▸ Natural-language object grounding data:
- - - - -

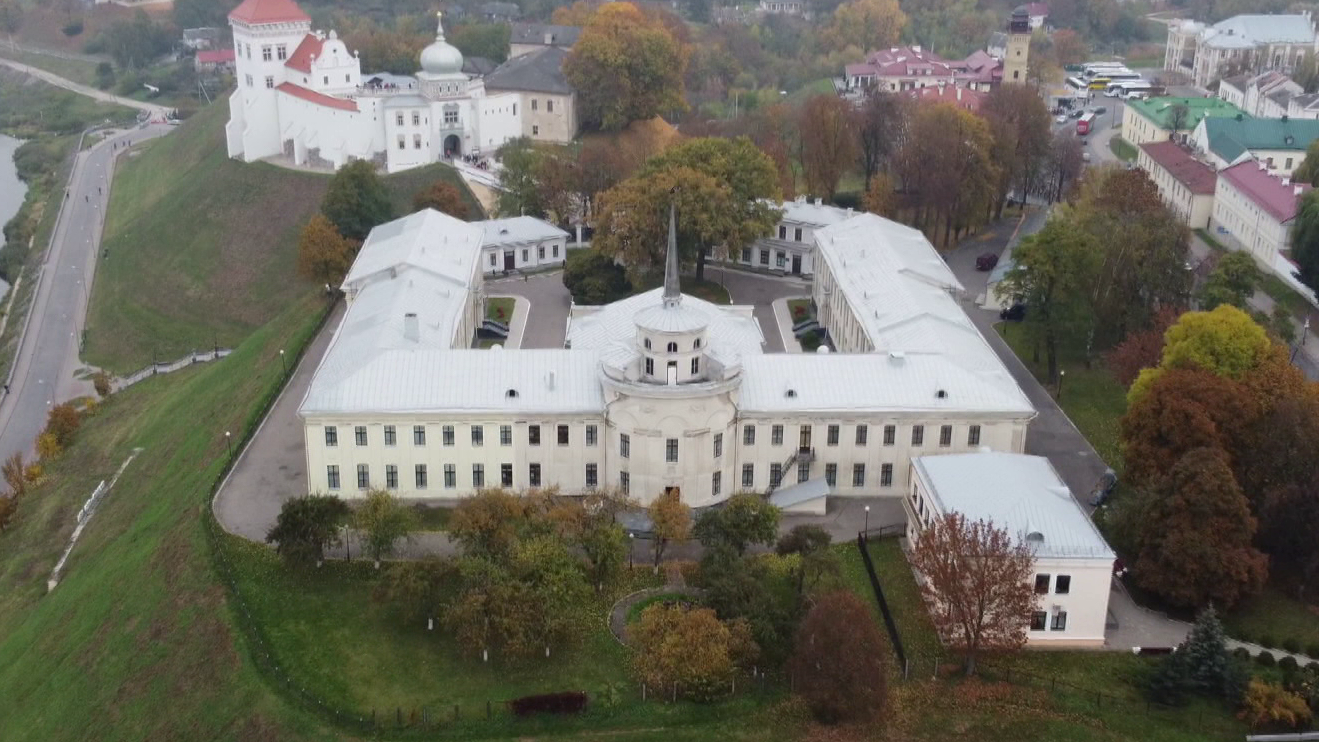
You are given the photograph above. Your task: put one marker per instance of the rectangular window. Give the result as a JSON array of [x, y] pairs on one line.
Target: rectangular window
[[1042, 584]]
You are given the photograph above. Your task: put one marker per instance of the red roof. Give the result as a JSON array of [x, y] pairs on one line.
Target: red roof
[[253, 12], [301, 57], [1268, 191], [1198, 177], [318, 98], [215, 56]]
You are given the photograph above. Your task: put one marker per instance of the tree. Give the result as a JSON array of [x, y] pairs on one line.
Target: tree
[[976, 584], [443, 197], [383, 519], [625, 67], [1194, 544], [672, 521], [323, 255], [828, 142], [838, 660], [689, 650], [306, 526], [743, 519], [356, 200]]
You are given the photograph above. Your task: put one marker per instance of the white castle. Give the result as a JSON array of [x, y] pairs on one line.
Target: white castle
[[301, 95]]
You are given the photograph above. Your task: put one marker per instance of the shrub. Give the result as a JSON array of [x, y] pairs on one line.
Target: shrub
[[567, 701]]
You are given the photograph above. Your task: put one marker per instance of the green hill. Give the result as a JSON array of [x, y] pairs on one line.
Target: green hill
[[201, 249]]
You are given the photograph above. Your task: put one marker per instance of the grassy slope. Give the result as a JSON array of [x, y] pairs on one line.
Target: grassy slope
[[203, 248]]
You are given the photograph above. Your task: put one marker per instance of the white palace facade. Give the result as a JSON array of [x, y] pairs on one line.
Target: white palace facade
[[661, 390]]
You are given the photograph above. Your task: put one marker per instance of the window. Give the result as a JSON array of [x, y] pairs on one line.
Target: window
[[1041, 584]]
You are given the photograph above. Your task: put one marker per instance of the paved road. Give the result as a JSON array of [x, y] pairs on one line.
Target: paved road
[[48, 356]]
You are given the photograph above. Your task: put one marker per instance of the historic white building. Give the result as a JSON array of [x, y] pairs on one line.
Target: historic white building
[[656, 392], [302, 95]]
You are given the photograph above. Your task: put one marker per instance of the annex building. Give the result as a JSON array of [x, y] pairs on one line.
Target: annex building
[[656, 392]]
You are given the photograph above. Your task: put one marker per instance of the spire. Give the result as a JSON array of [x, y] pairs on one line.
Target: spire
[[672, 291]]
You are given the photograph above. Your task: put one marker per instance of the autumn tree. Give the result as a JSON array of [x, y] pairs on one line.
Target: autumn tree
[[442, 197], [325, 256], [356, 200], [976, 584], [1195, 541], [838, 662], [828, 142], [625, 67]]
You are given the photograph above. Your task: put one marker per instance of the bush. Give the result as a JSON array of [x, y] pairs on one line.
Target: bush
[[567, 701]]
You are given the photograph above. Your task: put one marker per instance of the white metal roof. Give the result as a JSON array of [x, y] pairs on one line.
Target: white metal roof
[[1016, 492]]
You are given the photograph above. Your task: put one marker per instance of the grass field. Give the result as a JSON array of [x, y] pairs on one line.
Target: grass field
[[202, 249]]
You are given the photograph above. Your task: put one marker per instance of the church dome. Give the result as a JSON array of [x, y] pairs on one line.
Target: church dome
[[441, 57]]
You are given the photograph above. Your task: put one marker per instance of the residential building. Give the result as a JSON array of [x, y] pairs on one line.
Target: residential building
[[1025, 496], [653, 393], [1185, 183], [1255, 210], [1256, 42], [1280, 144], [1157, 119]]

- - - - -

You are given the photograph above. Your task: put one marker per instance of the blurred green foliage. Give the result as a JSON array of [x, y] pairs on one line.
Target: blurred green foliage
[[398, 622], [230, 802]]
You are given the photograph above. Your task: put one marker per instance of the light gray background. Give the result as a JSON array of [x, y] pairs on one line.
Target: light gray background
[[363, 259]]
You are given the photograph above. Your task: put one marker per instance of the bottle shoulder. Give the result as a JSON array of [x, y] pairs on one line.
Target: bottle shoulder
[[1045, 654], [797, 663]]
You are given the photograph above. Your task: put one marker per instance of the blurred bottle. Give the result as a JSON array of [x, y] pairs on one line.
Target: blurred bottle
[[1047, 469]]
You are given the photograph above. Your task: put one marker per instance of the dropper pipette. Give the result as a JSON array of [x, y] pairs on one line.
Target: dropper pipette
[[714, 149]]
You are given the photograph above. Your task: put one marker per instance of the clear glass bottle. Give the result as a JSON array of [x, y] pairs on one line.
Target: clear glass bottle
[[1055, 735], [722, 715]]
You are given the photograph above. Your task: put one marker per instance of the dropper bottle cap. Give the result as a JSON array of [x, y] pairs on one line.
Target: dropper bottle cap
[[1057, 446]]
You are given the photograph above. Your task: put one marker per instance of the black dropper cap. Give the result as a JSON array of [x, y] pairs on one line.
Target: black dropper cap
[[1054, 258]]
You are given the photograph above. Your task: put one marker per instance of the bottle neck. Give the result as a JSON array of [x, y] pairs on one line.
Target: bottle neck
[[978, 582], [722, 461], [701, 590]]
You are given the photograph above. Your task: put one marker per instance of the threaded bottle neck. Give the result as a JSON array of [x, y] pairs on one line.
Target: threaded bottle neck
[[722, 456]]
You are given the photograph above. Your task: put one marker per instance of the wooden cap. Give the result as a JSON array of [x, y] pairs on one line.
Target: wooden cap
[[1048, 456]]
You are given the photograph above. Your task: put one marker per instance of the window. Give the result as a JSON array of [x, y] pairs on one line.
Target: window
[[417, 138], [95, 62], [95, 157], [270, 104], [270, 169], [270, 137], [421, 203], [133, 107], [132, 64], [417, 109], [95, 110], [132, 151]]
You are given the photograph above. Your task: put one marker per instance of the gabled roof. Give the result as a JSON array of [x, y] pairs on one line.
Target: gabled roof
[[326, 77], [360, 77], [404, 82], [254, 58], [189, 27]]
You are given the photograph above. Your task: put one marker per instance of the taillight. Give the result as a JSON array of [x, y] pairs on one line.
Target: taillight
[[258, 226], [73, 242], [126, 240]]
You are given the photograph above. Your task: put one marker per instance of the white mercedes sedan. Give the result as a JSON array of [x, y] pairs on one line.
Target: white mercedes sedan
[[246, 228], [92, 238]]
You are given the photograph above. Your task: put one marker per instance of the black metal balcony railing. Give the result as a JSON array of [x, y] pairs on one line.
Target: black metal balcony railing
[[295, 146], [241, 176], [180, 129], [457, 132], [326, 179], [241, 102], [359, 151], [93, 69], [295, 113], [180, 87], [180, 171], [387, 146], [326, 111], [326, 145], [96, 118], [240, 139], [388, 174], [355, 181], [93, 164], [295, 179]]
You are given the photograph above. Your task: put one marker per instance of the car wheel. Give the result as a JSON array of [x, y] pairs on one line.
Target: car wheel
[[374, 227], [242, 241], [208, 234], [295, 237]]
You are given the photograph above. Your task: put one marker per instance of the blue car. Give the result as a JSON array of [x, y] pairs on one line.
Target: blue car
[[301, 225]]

- - - - -

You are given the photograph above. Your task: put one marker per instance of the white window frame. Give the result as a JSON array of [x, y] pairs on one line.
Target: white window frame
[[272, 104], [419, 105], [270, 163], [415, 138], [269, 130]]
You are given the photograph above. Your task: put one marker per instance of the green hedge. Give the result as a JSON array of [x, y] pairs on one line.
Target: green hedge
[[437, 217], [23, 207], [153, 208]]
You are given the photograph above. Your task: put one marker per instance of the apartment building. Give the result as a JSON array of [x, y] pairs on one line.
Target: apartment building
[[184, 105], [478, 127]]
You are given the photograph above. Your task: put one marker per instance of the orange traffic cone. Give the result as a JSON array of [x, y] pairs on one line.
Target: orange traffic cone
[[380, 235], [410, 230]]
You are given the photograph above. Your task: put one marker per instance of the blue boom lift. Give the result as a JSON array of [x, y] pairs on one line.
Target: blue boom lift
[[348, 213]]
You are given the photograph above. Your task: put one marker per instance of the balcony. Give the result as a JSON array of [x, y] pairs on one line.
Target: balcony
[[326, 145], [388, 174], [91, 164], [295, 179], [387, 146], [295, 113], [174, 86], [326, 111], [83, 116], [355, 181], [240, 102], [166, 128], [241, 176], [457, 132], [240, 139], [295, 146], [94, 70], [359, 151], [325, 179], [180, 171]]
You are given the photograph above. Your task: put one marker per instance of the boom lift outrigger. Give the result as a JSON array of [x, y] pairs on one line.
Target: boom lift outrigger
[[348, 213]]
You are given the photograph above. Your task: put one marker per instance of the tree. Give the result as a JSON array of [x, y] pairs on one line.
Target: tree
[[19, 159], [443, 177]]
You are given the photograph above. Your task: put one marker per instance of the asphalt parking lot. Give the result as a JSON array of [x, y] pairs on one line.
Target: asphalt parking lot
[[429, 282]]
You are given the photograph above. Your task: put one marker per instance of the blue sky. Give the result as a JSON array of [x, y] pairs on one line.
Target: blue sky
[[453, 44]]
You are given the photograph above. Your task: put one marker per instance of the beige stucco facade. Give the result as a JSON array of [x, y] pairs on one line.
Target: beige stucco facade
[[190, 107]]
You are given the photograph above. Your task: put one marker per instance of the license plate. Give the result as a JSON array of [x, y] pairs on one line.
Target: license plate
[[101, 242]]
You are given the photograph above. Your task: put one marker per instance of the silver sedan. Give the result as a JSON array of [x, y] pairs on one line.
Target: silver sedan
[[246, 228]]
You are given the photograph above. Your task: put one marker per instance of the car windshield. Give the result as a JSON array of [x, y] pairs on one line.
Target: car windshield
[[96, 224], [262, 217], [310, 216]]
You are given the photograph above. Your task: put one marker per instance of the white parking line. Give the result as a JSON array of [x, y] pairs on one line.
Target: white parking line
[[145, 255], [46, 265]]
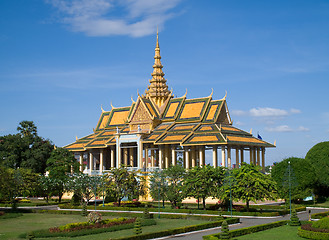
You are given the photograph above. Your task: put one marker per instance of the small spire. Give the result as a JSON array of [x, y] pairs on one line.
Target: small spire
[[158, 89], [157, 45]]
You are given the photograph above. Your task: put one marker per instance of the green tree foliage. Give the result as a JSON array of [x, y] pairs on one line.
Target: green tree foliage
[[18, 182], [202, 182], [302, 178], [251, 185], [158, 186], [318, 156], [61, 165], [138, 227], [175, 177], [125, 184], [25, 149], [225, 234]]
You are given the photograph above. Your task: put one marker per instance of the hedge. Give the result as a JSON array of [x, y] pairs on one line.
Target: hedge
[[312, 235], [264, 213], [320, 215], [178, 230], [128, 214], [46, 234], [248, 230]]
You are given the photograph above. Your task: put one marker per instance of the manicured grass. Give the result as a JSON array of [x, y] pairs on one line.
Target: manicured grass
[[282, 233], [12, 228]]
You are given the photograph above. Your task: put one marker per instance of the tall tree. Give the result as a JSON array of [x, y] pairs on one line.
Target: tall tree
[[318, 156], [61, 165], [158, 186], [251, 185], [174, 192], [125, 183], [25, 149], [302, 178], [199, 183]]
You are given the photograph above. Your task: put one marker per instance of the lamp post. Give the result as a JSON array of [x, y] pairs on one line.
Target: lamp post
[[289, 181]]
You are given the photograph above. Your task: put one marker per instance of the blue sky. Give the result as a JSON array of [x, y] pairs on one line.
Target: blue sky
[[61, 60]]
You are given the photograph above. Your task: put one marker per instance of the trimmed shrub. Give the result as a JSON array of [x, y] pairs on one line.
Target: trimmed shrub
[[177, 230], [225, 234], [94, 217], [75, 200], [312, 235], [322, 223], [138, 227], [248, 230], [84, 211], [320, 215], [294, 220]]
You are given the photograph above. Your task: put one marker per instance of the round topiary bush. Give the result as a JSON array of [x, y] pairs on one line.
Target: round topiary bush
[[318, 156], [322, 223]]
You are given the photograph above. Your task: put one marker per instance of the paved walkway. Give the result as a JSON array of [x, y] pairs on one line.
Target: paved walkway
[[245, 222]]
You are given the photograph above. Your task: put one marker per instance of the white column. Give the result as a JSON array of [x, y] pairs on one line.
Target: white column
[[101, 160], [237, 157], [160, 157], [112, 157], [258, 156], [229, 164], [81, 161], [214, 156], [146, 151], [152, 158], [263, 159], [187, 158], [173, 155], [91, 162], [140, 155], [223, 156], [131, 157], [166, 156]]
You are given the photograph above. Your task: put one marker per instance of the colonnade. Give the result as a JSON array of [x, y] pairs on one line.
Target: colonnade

- - - - -

Look through the entries for lines containing the word "colonnade" and return each one.

▸ Problem solution:
You are given the photograph above. Your task: put one marker per instance of the colonnade. Give the result as a JSON array of [x, y] pairs on one line.
Target: colonnade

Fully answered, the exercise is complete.